___ TEXT SHOWN ___
KRA to pay whistleblowers Sh500,000 for revealing tax cheats

KRA headquarters, Times Tower. FILE PHOTO | NMG

What you need to know:

  • The reward is contained in the Tax Laws Amendment Bill 2020 and lowers the threshold for awards leading to the nabbing of tax cheats.
  • At present, the Act only prescribes a reward for the provision of information leading to the identification and actual recovery of unassessed duties or taxes.
  • As part of the crackdown, KRA is expected to constantly monitor high-networth individuals whose lifestyles are not in tandem with the taxes paid.

The Kenya Revenue Authority (KRA) will pay Sh500, 000 to whistleblowers who will reveal businesses and individuals that breach of tax law, offering an additional incentive in the war against tax cheats.

The reward is contained in the Tax Laws Amendment Bill 2020 and lowers the threshold for awards leading to the nabbing of tax cheats.

At present, the Act only prescribes a reward for the provision of information leading to the identification and actual recovery of unassessed duties or taxes.

“This provision will only apply where KRA has not awarded the informer for identification of unassessed duties taxes or recovery of unassessed duties or taxes,” tax experts at consultancy and audit firm KPMG wrote in their assessment of the Tax Laws (Amendment) Bill currently before the National Assembly.

“The proposed amendment will provide an additional incentive for persons to provide information to KRA on tax defaulters.” The KRA is currently required to pay informants five percent of the recovered unassessed taxes or a maximum of Sh2 million following a tip.

Whistleblowers who help KRA identify unassessed taxes or duties take home one percentage of the value or a maximum of Sh100, 000. Faced with the huge task of improving revenue collection, KRA has set its sights on suspected tax cheats and tax avoiders following an order from President Uhuru Kenyatta in November 2018.

As part of the crackdown, KRA is expected to constantly monitor high-networth individuals whose lifestyles are not in tandem with the taxes paid.

The enforcement unit at KRA has sought to do this through various strategies including using databases such as bank statements, import records, motor vehicle registration details, electricity and power bills as well as data from the Kenya Civil Aviation Authority (KCCA) to track potential tax cheats and evaders.

The KRA, for example, disclosed last August that only 33,426, or 8.3 percent, of the 401,306 companies, co-operatives and trusts in their database had paid taxes on their net earnings in the financial year ended June 2019, pointing to high levels of non-compliance.

This is despite 168,428 or 42 percent of the firms registered for corporation taxes having filed returns, signalling they were active.

The proposed income and corporate tax cuts aimed at protecting the economy against the effects of the coronavirus pandemic will cost the Kenya Revenue Authority (KRA) Sh1.3 billion daily over the next three month, Parliament’s budget office has warned.

The Parliamentary Budget Office (PBO) — the unit which advises lawmakers on financial, budgetary and economic matters — said revenue collection will drop by Sh122.2 billion between April and June if lawmakers adopt the tax cuts.

KRA has made rare drop in tax collections in the first two months of the year of Sh3 billion, reflecting the subdued business activity amid fears the coronavirus will hit the economy hard.
___
**ASSIGNED TASK:** Reproduce word for word the passage of the KRA whistleblower article from "The KRA, for" to "levels of non-compliance.". Rely only on the text above.
___ ENTRIES SUPPLIED ___
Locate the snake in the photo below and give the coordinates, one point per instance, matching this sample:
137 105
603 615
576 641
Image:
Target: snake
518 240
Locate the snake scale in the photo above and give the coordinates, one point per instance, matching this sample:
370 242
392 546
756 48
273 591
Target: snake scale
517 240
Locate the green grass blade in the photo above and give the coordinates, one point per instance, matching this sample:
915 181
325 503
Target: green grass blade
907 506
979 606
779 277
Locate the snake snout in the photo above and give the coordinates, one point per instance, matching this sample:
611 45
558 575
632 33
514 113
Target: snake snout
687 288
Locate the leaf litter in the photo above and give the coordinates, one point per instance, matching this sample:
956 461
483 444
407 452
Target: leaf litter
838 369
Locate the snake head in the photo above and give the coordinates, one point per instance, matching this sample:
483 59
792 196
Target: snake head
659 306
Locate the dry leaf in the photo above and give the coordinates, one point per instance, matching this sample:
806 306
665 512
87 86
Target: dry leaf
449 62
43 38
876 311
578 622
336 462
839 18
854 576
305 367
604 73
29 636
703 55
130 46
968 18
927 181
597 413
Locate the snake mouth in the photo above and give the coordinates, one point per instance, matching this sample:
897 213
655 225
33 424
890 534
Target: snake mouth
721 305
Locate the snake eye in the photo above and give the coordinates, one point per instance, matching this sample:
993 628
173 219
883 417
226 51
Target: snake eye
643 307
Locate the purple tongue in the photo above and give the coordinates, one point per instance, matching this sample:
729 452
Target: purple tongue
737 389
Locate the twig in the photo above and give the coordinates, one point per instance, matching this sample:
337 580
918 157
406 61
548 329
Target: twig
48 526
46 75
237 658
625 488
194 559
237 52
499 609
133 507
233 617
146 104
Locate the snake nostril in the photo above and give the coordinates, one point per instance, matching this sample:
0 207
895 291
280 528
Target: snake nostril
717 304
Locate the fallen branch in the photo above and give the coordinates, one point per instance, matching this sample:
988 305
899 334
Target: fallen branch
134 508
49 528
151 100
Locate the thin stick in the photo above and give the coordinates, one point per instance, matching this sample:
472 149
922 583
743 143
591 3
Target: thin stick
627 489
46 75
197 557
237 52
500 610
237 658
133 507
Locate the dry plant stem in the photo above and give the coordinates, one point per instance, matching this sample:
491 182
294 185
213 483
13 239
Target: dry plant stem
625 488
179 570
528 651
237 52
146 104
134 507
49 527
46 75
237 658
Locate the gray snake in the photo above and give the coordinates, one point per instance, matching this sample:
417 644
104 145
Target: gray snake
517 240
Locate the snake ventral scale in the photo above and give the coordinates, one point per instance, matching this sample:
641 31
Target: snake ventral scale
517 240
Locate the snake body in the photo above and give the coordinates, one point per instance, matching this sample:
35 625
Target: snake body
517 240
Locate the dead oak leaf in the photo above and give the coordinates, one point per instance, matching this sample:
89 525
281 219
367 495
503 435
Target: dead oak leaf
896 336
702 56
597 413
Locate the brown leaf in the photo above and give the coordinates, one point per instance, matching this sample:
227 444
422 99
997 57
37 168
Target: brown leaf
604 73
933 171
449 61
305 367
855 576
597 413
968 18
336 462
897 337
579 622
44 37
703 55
___
**WRITTEN RESPONSE:**
The KRA, for example, disclosed last August that only 33,426, or 8.3 percent, of the 401,306 companies, co-operatives and trusts in their database had paid taxes on their net earnings in the financial year ended June 2019, pointing to high levels of non-compliance.